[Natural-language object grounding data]
##############################

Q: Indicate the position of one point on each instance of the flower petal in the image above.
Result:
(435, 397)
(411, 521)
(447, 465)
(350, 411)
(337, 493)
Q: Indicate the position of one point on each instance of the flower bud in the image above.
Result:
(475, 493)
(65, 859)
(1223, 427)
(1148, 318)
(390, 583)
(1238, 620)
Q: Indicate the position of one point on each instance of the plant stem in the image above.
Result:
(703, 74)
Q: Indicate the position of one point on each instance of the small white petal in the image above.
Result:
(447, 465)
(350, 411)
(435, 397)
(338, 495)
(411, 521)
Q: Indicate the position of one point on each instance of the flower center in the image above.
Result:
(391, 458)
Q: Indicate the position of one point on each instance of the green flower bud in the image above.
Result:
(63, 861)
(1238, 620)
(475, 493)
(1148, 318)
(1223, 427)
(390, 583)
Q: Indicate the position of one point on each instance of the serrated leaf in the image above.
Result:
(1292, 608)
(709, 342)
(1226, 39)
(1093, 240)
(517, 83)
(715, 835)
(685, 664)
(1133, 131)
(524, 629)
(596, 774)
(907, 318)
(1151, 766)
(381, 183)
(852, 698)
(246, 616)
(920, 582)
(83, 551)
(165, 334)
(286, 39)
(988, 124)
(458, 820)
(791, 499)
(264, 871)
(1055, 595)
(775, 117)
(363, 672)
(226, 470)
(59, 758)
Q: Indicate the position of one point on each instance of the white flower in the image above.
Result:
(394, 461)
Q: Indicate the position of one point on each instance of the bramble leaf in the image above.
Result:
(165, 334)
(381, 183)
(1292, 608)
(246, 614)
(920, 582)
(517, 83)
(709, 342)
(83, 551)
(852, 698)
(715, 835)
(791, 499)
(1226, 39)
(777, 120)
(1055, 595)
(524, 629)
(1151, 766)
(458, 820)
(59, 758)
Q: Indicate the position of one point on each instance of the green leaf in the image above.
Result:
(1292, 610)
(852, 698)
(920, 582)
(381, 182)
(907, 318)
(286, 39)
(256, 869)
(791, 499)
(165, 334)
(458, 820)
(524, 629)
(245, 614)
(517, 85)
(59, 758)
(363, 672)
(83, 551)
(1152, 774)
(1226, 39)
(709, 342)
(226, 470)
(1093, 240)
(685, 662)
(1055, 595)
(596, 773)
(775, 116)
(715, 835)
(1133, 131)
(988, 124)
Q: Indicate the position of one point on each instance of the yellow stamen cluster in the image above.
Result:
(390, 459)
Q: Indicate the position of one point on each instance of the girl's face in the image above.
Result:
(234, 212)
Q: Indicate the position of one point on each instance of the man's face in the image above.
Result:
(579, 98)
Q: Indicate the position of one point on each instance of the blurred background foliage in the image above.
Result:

##############################

### Task details:
Scan the data above. Return every line with "white" in it.

### Response to this exercise:
Q: Indicate the position of one point on each instance of the small white petal in the image above.
Q: Indicate the position of one point on each instance of the white flower in the image above.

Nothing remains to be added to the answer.